▶ **Письменное задание 1**: Перескажите короче абзац интервью, начинающийся словами «Видите ли - тиражи всегда были тайной издательства», в виде списка. Сохраните основные факты.
▶ **Письменное задание 2**: Обновите отрывок интервью, который открывается словами, содержащими «ДГ. В книге», и заканчивается словами «было трудно тогда?». Приведите его заново, заменив «небывалое» на «беспрецедентное».

▶ **Фрагмент источника**:

<<<<

Потом я работал в немецком издательстве "Таурус", оно издавало и русские книги. А потом я больше писал русские книги, так как мои русские книги переводились довольно хорошо. Ну, например, "Азеф", который первоначально назывался "Генерал Бо", переведен на 9 или 10 языков, и все издательства платили, в особенности немецкое издательство платило хорошо, так что я перебивался кое-как. "Тухачевский, красный маршал" был переведен на многие языки - на скандинавские, на французский, немецкий, английский и т. д.
ДГ. Какие были тиражи ваших книг в 20-30-х годах на русском языке?
РГ. Видите ли - тиражи всегда были тайной издательства. Моими издателями были Абрам Саулович Каган, который до сих пор живет где-то в Нью-Йорке, у него есть здесь издательство "Юниверсити-пресс", и Яков Ноич Блох. "Петрополис" - так называлось это издательство. В былые времена они открыли издательство в Питере, и там издавали очень хорошие книги, всех русских поэтов - Гумилева, Ахматову, Георгия Иванова, Мандельштама - это были их издания. Ну, и люди они были очень милые, но тиражи всегда были тайной издательства, я никогда этого не мог знать и предпочитал всегда от них получать аванс, а остальное было чрезвычайно проблематично. Но первое издание "Азефа" разошлось в 6 месяцев, они должны были выпустить второе издание в одном томе. Как я ни допытывался, так я до гробовой доски, вероятно, не узнаю его тиража.
ДГ. В книге "Я унес Россию" вы с одобрением цитируете Зинаиду Гиппиус: "Мы не в изгнании, мы в послании". Как вы понимаете это послание?
РГ. Я думаю, что это было совершенно правильное высказывание, потому что русская эмиграция - явление небывалое. И в то время, как в Советском Союзе русская культура уничтожена под корень, физически истреблены представители русской культуры, все те, кто не подходили под Маркса, Ленина, Сталина, да и многие книги по тому знаменитому Декрету, который издала Крупская, были запрещены к пользованию публично в библиотеках; так что задачей эмиграции действительно оказалось сохранение эмиграцией старой русской культуры, и ее сохранение во всех странах Европы - Берлине и, главным образом, в Париже - в этом смысле это было послание для будущего, эстафета для будущего.
ДГ. Некоторые из ваших книг были изданы в Советском Союзе в 20-х годах. Это было трудно тогда?

>>>>

[Записи]
<<<<

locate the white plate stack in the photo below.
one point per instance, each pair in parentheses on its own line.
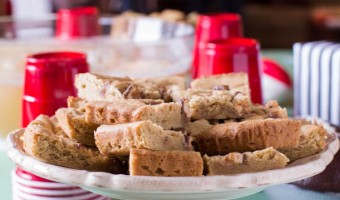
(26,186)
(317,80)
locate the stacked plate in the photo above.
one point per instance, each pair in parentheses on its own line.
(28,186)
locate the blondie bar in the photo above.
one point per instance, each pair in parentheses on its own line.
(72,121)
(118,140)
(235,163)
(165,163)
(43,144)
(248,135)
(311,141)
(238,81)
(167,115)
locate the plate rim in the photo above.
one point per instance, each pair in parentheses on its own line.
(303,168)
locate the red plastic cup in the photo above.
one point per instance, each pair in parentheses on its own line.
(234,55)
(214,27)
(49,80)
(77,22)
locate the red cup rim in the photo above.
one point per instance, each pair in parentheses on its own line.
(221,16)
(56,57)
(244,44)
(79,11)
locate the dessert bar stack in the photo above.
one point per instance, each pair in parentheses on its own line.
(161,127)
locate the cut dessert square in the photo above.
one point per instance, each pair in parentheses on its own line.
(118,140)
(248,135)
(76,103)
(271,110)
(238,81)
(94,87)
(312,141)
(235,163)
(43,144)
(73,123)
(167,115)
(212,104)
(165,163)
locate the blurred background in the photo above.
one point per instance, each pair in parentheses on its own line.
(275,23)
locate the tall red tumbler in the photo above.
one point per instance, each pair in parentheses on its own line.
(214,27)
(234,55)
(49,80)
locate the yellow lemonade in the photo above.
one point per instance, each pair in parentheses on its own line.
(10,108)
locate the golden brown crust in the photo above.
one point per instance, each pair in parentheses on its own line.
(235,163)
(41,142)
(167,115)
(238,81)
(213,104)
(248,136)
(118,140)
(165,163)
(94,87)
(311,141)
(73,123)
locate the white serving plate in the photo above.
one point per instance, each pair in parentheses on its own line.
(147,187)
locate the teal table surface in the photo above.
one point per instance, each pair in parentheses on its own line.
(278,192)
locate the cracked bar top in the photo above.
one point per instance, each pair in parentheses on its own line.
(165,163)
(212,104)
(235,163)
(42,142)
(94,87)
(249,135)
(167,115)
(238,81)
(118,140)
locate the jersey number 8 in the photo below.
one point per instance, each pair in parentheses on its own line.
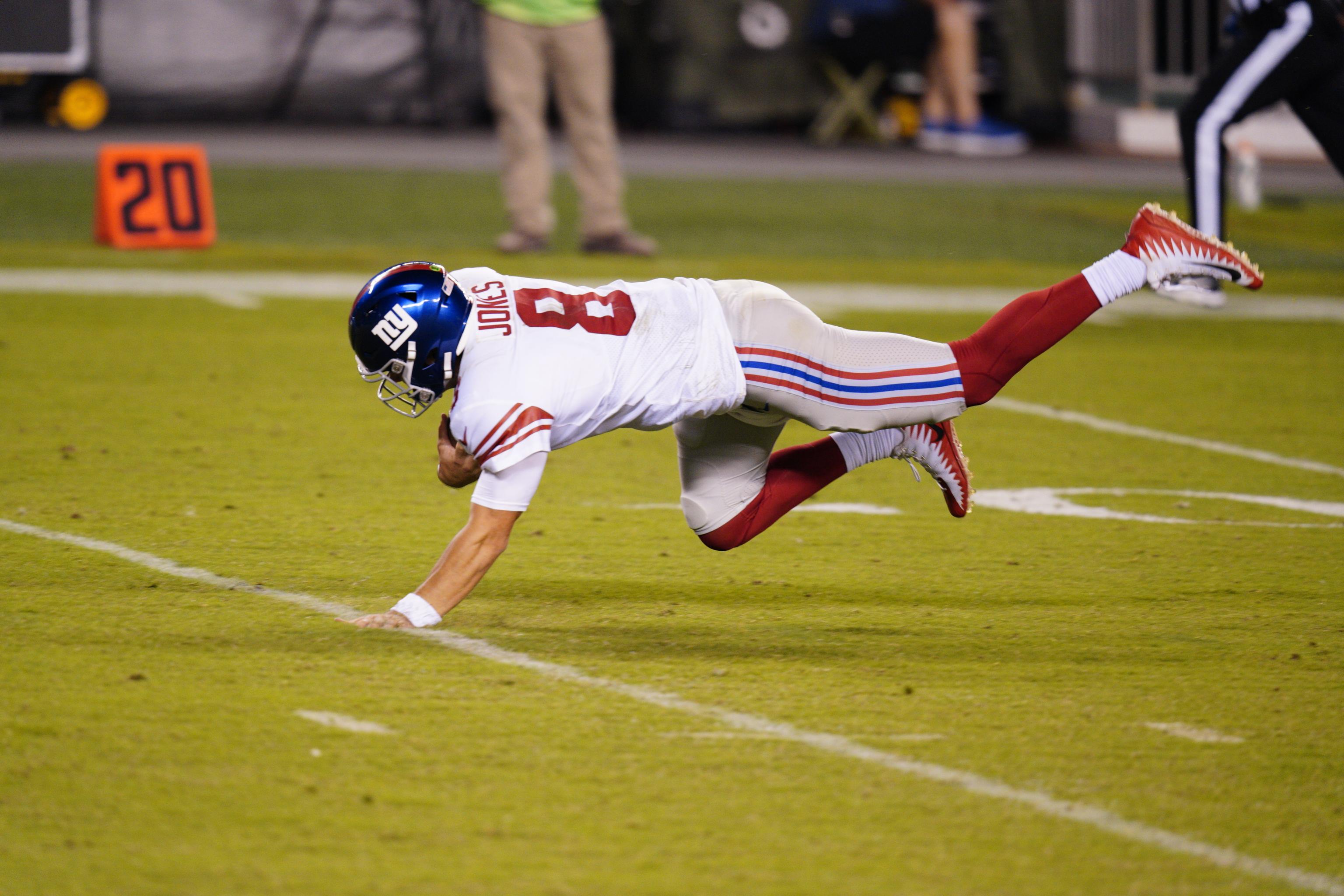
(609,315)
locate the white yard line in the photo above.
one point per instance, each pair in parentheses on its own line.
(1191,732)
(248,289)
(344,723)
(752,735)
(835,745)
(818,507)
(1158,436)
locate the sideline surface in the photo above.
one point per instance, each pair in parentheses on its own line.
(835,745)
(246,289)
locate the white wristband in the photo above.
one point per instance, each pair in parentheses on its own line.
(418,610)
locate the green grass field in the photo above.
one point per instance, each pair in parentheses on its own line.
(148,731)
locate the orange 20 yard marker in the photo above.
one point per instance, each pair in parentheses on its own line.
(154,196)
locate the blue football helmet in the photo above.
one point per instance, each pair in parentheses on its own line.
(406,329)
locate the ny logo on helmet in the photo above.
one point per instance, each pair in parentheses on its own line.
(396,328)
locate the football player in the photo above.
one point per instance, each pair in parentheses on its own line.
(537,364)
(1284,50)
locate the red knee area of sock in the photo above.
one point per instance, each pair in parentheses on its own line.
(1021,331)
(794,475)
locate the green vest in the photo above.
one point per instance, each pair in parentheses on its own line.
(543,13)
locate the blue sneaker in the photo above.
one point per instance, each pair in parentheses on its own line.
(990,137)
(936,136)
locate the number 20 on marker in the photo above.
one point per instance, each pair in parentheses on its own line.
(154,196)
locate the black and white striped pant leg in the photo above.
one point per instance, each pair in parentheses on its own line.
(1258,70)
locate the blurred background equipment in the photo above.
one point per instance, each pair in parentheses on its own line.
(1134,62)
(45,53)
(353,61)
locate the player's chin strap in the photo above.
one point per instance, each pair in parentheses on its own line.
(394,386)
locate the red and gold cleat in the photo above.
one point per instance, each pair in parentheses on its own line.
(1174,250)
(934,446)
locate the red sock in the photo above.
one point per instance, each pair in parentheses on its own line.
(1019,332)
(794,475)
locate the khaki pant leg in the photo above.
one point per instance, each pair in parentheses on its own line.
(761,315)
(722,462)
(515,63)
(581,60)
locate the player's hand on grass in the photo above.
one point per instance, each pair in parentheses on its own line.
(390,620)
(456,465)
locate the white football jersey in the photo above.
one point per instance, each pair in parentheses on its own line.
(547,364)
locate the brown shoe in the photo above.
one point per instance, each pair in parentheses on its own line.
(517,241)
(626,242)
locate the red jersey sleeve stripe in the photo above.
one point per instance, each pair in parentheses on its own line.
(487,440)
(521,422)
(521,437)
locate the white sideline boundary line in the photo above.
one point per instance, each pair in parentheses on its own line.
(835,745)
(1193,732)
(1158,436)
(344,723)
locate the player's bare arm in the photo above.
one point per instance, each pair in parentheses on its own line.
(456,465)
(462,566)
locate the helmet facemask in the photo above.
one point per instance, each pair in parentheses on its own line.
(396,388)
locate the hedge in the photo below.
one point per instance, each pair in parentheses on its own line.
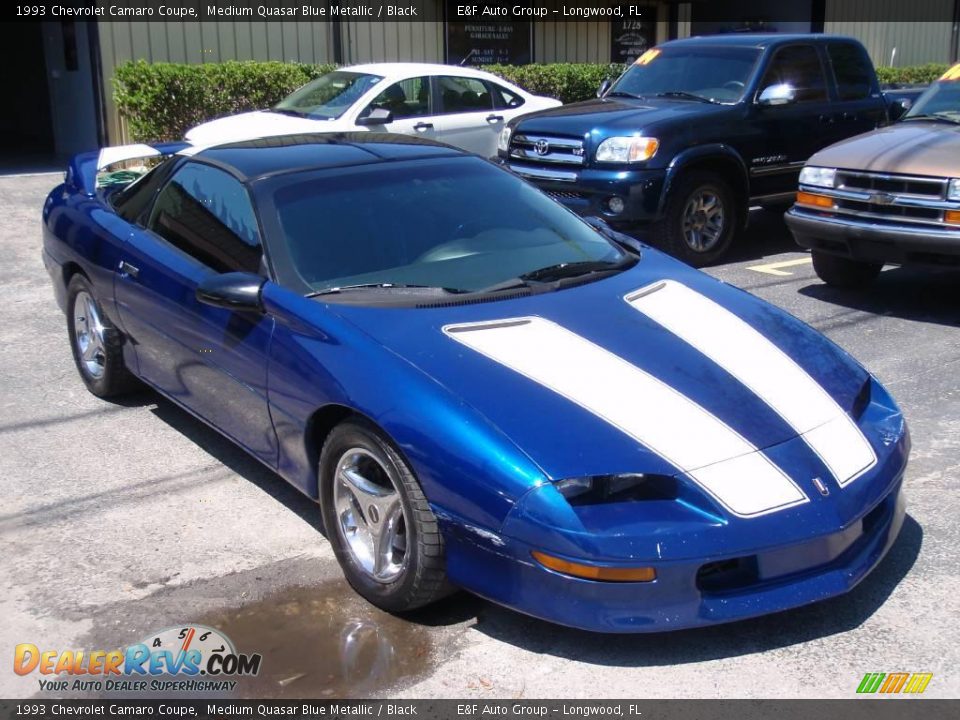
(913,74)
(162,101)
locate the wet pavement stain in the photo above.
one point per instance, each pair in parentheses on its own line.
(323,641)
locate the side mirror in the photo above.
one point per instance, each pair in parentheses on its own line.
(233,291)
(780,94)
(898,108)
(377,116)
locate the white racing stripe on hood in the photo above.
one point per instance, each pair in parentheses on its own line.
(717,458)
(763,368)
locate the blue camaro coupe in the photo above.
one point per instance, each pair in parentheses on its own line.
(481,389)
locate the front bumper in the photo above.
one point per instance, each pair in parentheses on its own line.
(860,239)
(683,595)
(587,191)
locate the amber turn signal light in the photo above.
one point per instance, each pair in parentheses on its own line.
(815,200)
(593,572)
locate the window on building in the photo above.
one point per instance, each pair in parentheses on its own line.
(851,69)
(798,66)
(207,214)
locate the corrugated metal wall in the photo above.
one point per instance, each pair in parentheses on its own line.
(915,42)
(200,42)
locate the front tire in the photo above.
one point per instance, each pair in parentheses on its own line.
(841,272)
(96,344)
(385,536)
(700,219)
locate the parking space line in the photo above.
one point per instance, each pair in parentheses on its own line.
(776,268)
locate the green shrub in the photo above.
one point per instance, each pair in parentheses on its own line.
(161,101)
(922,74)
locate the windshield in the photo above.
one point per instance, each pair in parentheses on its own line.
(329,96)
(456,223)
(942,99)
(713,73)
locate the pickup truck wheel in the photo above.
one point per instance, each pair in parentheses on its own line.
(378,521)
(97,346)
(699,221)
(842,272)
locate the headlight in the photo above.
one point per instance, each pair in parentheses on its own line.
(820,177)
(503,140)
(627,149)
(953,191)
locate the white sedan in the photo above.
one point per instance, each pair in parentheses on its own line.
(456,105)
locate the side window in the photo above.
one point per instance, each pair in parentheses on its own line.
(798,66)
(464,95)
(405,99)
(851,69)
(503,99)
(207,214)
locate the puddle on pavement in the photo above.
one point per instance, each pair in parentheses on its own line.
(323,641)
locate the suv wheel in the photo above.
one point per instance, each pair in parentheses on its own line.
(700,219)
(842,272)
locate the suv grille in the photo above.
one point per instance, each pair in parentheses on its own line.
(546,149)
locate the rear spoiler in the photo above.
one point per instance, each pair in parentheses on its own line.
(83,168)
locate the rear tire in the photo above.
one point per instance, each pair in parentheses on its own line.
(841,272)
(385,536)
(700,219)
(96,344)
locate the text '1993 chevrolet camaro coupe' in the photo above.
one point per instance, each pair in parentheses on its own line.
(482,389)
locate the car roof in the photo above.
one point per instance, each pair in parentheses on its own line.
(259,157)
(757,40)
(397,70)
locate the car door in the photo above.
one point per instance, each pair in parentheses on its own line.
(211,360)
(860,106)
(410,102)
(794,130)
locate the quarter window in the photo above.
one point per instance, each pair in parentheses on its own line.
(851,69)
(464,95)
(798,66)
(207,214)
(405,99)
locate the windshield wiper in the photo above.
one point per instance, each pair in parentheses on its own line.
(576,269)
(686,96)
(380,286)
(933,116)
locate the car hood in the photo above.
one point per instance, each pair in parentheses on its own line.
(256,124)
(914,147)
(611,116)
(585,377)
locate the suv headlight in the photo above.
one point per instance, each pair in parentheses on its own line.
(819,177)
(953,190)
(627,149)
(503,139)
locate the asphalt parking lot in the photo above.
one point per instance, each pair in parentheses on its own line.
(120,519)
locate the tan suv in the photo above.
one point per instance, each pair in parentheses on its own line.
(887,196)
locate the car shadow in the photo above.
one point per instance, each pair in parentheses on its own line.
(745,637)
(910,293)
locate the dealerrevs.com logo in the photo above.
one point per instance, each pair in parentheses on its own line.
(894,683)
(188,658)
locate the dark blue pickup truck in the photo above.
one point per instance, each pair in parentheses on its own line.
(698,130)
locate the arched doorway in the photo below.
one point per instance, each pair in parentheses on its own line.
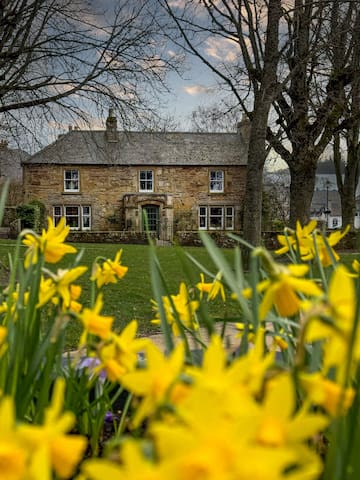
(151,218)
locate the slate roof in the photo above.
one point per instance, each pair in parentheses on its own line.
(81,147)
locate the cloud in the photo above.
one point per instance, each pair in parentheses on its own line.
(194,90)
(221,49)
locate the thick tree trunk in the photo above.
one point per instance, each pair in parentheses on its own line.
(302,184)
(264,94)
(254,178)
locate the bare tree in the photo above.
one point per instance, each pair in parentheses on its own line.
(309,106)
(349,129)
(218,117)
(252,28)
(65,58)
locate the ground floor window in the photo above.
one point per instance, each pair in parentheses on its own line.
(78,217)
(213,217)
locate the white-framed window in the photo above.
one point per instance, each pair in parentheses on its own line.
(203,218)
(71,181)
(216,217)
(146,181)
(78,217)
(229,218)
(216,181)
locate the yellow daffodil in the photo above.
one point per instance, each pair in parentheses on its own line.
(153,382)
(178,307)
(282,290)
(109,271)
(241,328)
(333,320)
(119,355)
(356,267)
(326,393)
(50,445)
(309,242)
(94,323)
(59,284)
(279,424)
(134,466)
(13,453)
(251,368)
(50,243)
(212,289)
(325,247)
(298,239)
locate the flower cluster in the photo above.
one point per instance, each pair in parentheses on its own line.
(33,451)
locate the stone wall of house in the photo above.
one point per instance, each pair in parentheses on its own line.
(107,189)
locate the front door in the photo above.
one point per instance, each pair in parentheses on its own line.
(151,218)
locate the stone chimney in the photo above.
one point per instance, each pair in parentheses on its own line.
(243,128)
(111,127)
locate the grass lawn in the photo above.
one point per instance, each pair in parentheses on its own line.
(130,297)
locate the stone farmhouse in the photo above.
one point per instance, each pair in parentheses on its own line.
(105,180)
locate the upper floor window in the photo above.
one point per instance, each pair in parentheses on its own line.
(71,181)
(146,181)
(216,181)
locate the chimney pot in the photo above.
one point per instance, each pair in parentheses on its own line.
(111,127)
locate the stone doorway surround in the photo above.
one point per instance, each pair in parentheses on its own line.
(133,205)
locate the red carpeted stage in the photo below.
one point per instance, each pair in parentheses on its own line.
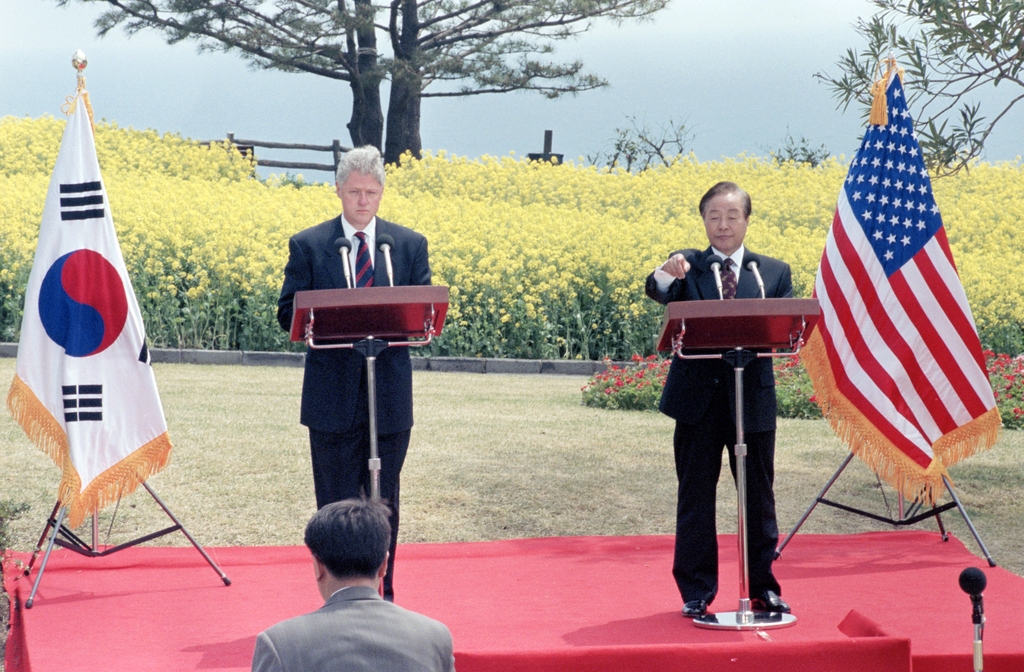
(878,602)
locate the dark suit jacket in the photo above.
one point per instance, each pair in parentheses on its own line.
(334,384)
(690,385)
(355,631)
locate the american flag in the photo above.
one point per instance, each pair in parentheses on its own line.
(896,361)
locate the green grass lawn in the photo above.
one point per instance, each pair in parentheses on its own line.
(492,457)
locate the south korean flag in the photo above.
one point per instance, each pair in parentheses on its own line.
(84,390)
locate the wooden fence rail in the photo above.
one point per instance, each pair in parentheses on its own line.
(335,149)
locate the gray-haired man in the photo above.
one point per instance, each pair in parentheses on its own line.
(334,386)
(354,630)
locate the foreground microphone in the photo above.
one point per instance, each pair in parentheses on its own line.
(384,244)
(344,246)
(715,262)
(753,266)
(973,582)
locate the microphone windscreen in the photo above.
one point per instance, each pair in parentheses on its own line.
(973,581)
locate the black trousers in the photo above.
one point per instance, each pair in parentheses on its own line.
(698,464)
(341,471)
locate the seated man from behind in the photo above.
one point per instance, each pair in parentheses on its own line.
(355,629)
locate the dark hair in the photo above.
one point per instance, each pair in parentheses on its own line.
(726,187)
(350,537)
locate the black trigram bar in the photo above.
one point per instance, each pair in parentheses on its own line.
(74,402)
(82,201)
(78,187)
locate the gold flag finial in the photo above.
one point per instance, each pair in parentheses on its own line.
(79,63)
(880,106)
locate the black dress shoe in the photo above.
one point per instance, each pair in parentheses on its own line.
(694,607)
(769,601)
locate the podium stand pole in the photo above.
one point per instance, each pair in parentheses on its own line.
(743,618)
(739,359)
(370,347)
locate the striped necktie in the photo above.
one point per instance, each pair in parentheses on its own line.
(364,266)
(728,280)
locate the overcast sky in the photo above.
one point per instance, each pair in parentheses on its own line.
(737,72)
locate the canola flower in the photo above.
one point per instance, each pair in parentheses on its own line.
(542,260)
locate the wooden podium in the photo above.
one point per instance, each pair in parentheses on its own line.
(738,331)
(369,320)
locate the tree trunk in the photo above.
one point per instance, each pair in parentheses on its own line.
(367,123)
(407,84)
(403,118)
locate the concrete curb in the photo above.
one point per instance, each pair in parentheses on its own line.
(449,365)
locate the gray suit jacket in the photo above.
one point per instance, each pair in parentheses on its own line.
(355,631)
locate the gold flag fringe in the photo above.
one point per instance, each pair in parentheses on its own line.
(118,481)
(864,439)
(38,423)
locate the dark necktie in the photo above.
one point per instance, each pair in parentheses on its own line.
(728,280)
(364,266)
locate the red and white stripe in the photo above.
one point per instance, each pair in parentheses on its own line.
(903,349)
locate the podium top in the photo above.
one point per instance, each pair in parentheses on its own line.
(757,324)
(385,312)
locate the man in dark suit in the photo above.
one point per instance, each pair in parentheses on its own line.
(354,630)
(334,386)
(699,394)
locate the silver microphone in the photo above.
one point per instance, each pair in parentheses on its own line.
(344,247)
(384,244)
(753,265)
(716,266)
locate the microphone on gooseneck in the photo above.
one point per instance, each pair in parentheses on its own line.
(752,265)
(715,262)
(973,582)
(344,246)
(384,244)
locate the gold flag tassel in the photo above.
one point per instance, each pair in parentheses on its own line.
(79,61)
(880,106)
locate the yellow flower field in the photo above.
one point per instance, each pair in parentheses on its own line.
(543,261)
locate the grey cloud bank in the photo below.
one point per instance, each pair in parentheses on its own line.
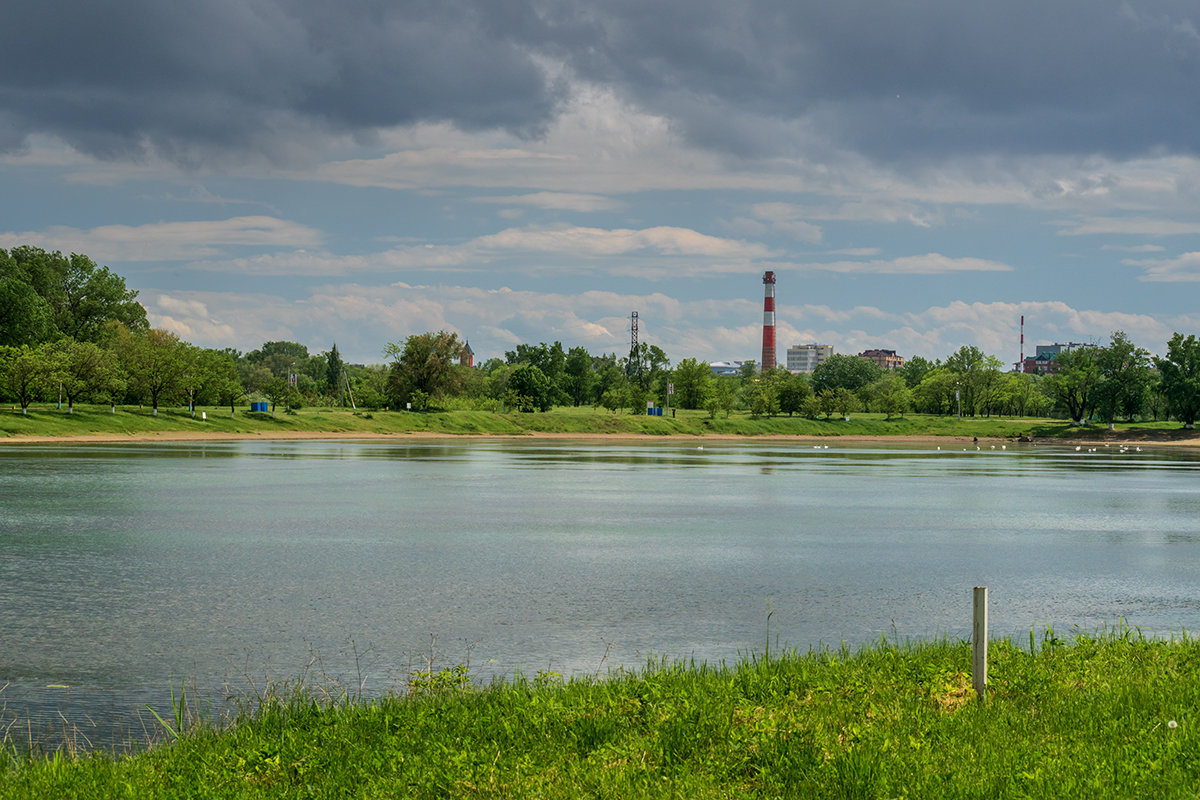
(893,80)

>>>>

▶ **Полное решение 1**:
- Тиражи всегда оставались тайной издательства.
- Моими издателями были Абрам Саулович Каган и Яков Ноич Блох, издательство называлось «Петрополис».
- Каган живет где-то в Нью-Йорке, где у него есть издательство «Юниверсити-пресс».
- В былые времена они открыли издательство в Питере и издавали там русских поэтов: Гумилева, Ахматову, Георгия Иванова, Мандельштама.
- Тиражей я узнать не мог, поэтому предпочитал получать аванс, а остальное было проблематично.
- Первое издание «Азефа» разошлось за 6 месяцев, и понадобилось второе издание в одном томе.
- Тиража «Азефа» я так и не узнал.

▶ **Полное решение 2**:
ДГ. В книге "Я унес Россию" вы с одобрением цитируете Зинаиду Гиппиус: "Мы не в изгнании, мы в послании". Как вы понимаете это послание?
РГ. Я думаю, что это было совершенно правильное высказывание, потому что русская эмиграция - явление беспрецедентное. И в то время, как в Советском Союзе русская культура уничтожена под корень, физически истреблены представители русской культуры, все те, кто не подходили под Маркса, Ленина, Сталина, да и многие книги по тому знаменитому Декрету, который издала Крупская, были запрещены к пользованию публично в библиотеках; так что задачей эмиграции действительно оказалось сохранение эмиграцией старой русской культуры, и ее сохранение во всех странах Европы - Берлине и, главным образом, в Париже - в этом смысле это было послание для будущего, эстафета для будущего.
ДГ. Некоторые из ваших книг были изданы в Советском Союзе в 20-х годах. Это было трудно тогда?